-- BEGIN --

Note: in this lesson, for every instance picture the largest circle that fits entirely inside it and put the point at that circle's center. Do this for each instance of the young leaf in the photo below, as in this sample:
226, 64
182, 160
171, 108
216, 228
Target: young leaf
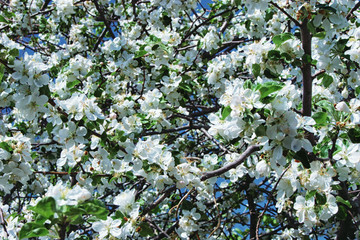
279, 39
31, 229
354, 135
320, 117
269, 87
46, 207
256, 70
225, 112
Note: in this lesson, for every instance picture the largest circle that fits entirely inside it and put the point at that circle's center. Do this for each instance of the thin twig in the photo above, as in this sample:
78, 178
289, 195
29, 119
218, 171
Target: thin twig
177, 206
352, 10
250, 150
297, 23
214, 141
268, 202
219, 220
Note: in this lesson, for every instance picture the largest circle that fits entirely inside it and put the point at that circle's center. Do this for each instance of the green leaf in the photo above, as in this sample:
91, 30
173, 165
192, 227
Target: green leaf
326, 106
140, 53
336, 187
311, 27
279, 39
354, 135
302, 156
269, 74
46, 207
2, 19
310, 194
185, 86
2, 71
45, 90
342, 213
145, 230
320, 198
274, 55
327, 80
286, 57
225, 112
320, 35
256, 70
343, 201
260, 130
33, 230
269, 87
6, 147
307, 58
326, 7
72, 84
14, 52
320, 117
96, 208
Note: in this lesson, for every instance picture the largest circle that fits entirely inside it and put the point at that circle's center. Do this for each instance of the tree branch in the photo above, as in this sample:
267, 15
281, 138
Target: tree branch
250, 150
352, 10
268, 202
297, 23
102, 16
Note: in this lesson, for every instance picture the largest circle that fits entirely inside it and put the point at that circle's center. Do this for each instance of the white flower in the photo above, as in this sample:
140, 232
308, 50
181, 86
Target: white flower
343, 107
125, 201
305, 210
330, 208
107, 227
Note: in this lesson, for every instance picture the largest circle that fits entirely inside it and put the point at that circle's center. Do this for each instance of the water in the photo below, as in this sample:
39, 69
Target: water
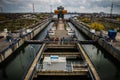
16, 66
107, 67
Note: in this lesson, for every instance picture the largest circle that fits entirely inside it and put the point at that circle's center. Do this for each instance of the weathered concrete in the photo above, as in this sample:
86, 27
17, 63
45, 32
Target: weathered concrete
11, 48
101, 41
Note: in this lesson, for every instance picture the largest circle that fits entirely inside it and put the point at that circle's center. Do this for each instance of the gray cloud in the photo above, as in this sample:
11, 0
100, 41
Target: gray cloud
70, 5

-- END --

Arrange the full listing above as a JSON list of strings, one string per line, with blank lines dropped. Leave the pictures out.

[
  "Note: in this lesson, for every instance picture the largest circle that fits entirely inside it and put the point at that circle's center. Do this for each instance of the young leaf in the photo below, as in this sample:",
  "226, 64",
  "182, 160",
  "171, 108",
  "216, 228",
  "Target: young leaf",
  "279, 39",
  "31, 229",
  "354, 135",
  "320, 117",
  "269, 87",
  "46, 207",
  "256, 70",
  "225, 112",
  "Note: in this lesson, for every instance picture the largest circle that fits entirely inside it and put the point at that circle's center. Do this for each instance of the thin twig in the photo above, as in this sample:",
  "78, 178",
  "289, 195",
  "29, 119",
  "218, 171",
  "Target: thin twig",
  "177, 206",
  "352, 10",
  "250, 150",
  "297, 23",
  "214, 141",
  "268, 202",
  "219, 220",
  "Note: in this lesson, for every instance picture the largest circle that fits entirely inside it and put the point at that circle's center. Do this for each instance of the green leaf in the photo above, as in this sample:",
  "91, 30",
  "173, 165",
  "192, 227",
  "Target: green leaf",
  "326, 106",
  "140, 53",
  "336, 187",
  "311, 27",
  "279, 39",
  "354, 135",
  "302, 156",
  "269, 74",
  "46, 207",
  "2, 19",
  "310, 194",
  "185, 86",
  "2, 71",
  "45, 90",
  "342, 213",
  "145, 230",
  "320, 198",
  "274, 55",
  "327, 80",
  "286, 57",
  "225, 112",
  "320, 35",
  "256, 70",
  "343, 201",
  "260, 130",
  "33, 230",
  "269, 87",
  "6, 147",
  "307, 58",
  "326, 7",
  "72, 84",
  "14, 52",
  "320, 117",
  "96, 208",
  "Note: in this lesson, for every instance picture the largest circle that fits entirely inside it and put the point at that circle's center. Do this for each instance of the tree branch in the photo above, as in this sample:",
  "267, 15",
  "281, 138",
  "Target: tree branch",
  "250, 150",
  "352, 10",
  "268, 202",
  "297, 23",
  "102, 16",
  "Note: in this lesson, for every instance picture the largest circle that fits entirely inside it and put the point at that circle's center. Do this for each instance of the white flower in the photo above, as in this sample:",
  "140, 232",
  "308, 50",
  "181, 86",
  "Target: white flower",
  "343, 107",
  "125, 201",
  "305, 210",
  "330, 208",
  "107, 227",
  "Note: in this lesson, for every instance picture the largest circle that fits entirely inside it and put the point at that circle's center. Do this for each instance of the water in the photo below, as in this sample:",
  "39, 69",
  "Target: water",
  "16, 66",
  "107, 67",
  "Note: in this lesson, for every instance picture the largest circle that fits entirely inside it and put the point at that circle's center. Do this for each instance of the weathered concrete in the photo above, as in this sample:",
  "86, 27",
  "17, 63",
  "45, 32",
  "Target: weathered concrete",
  "11, 48",
  "101, 41",
  "Note: in this lesson, for every instance picture the largest circle that fits entirely inside it and put the point at that circle's center. Do this for each instance of the gray cloud in the photo above, as in this sample:",
  "11, 0",
  "100, 41",
  "Target: gray cloud",
  "70, 5"
]